──────── Extract ────────

Last week, Forest City Ratner spokesman Joe DePlasco was quoted in the Daily
"As we said this fall we anticipate additional delays
because of a pending court case," said spokesman Joe DePlasco,
referring to an Appellate Division lawsuit challenging the use of eminent domain
to acquire private land at the site.
"Over the last two years, we've prepared the site for the next steps. We've
gone about as far as we can go at this point with preliminary work,
including sewer, track, infrastructure and utility work, along with demolition,"
DePlasco said that litigation is the reason Ratner stopped all work on the Atlantic
Yards site. We asserted, correctly,
that litigation is an obstacle to building the arena and the rest of the project,
but is not an obstacle at all to Ratner continuing his work on building
a new rail yard.
Well today, on parent company Forest City Enterprises third quarter analysts
call, CEO Chuck Ratner said, "We've put all new development on
hold until economic conditions improve meaningfully." He included
Atlantic Yards in his run down.

──────── Data lines ────────

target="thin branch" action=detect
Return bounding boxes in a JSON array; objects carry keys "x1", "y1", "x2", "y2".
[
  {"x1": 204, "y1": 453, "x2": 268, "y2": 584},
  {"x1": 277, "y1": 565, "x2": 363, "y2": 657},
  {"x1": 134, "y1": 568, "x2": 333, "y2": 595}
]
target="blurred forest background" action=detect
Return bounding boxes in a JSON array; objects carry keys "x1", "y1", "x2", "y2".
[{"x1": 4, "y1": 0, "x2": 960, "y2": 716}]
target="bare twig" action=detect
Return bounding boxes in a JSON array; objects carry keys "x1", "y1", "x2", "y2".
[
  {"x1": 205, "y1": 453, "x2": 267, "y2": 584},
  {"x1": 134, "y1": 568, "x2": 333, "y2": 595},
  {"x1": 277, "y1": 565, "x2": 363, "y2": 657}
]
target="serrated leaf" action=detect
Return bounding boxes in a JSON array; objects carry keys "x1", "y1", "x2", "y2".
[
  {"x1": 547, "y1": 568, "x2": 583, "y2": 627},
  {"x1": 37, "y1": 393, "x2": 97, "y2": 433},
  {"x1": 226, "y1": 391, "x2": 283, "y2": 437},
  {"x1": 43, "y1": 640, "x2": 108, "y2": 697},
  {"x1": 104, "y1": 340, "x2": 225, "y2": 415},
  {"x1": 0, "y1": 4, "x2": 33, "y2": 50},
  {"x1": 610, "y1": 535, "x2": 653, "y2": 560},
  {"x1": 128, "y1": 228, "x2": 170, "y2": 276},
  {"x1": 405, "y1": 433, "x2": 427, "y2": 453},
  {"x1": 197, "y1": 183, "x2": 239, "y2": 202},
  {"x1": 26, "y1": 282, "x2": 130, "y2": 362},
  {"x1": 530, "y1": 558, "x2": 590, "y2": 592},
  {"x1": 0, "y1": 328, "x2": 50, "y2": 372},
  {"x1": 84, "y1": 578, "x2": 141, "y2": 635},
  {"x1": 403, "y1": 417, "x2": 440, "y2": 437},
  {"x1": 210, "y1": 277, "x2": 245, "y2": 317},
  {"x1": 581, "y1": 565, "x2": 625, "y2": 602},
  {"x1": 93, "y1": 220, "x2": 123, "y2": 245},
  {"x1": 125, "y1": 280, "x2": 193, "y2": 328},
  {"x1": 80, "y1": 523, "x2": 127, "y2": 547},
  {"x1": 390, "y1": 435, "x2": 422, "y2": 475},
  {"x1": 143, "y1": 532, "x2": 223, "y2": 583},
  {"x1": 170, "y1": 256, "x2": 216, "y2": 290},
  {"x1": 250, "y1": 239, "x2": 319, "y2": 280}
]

────────

◆ Stated goal A
Answer these about the Atlantic Yards text:
(i) What does the Appellate Division lawsuit challenge?
(ii) What preliminary work does DePlasco say has been done at the site?
(iii) On what occasion did Chuck Ratner say new development was on hold?
◆ Stated goal B
Please duplicate the part of the Atlantic Yards text from "DePlasco said that" up to and including "new rail yard.".

◆ Finished answer A
(i) The use of eminent domain to acquire private land at the site.
(ii) Sewer, track, infrastructure and utility work, along with demolition.
(iii) On parent company Forest City Enterprises' third quarter analysts call.

◆ Finished answer B
DePlasco said that litigation is the reason Ratner stopped all work on the Atlantic
Yards site. We asserted, correctly,
that litigation is an obstacle to building the arena and the rest of the project,
but is not an obstacle at all to Ratner continuing his work on building
a new rail yard.